Task prompt: Rewrite the items below, replacing "utility pole" with "power pole" and keeping everything else the same. Leave the pictures out of your answer.

____

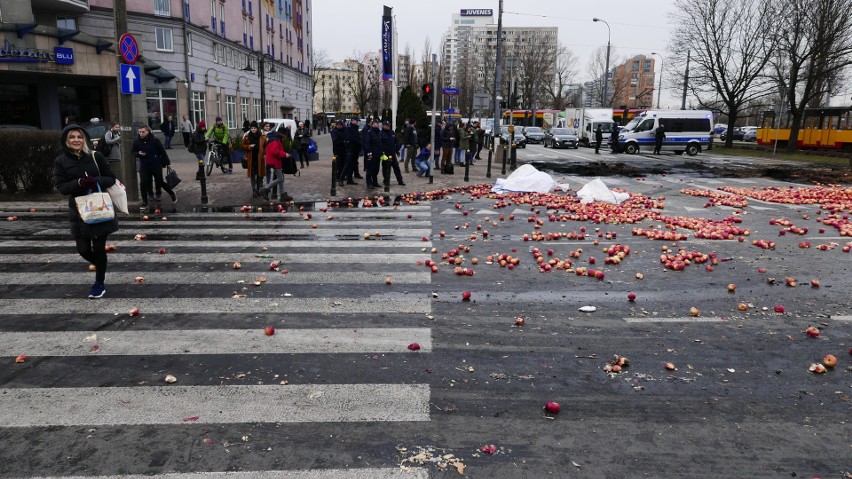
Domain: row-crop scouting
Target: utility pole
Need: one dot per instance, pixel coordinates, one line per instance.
(127, 166)
(495, 128)
(685, 82)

____

Complete response:
Domain: row-crop scouting
Target: power pole
Need: one dot per instance, pixel coordinates, one line per instance.
(127, 166)
(495, 128)
(685, 82)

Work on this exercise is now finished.